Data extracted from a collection
+++

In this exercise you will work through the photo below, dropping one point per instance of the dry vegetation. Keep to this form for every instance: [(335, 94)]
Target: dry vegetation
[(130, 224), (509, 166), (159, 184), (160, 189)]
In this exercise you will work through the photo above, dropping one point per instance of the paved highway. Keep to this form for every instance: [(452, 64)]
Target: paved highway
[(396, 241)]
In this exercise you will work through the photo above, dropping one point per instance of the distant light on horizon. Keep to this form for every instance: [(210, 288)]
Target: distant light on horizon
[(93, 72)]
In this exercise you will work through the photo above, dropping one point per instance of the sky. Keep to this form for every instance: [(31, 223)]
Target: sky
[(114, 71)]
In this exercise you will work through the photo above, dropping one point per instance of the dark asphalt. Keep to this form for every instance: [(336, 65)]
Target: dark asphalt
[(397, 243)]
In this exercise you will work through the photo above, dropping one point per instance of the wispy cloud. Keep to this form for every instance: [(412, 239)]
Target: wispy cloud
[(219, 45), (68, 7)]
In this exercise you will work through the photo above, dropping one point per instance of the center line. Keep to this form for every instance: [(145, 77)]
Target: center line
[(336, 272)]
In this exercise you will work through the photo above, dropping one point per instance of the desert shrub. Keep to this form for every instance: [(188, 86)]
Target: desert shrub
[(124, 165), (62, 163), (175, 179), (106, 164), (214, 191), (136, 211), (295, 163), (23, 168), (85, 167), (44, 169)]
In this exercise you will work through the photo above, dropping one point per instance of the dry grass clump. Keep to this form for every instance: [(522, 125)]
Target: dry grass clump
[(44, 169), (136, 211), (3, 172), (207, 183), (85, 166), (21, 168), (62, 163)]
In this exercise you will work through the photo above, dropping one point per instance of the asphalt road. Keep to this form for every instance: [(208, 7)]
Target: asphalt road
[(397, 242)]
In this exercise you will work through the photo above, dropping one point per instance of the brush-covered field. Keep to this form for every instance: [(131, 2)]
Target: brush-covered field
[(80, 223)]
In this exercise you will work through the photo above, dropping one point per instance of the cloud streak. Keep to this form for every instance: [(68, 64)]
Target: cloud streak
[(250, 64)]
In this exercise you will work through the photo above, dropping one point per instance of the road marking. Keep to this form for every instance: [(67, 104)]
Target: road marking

+++

Problem statement | Starting with the line that contains "Target: dry grass clump", print every line through the end of the entries above exactly as written, both boundary lines included, and nothing else.

Result for this task |
Target: dry grass clump
[(44, 169), (136, 211), (3, 172), (207, 183), (85, 166), (21, 168), (62, 163)]
In this exercise you will work through the photo above, dropping one point per instance of the asphalt road. Keep to this form for every instance: [(208, 7)]
Target: asphalt road
[(397, 242)]
In this exercise you will work through the photo above, dropping one point per instance of the brush-covered field. Keep to this form for every instance: [(131, 2)]
Target: brush-covered field
[(80, 223)]
In this exercise you will work through the photo above, dropping one point per instance of the cloud streak. Keep to this form for every instance: [(68, 64)]
Target: cloud streak
[(250, 64)]
In this exercise you will work through the photo above, dropping one point per instance of the road marking. Keep to this form for every instance: [(67, 104)]
Target: road marking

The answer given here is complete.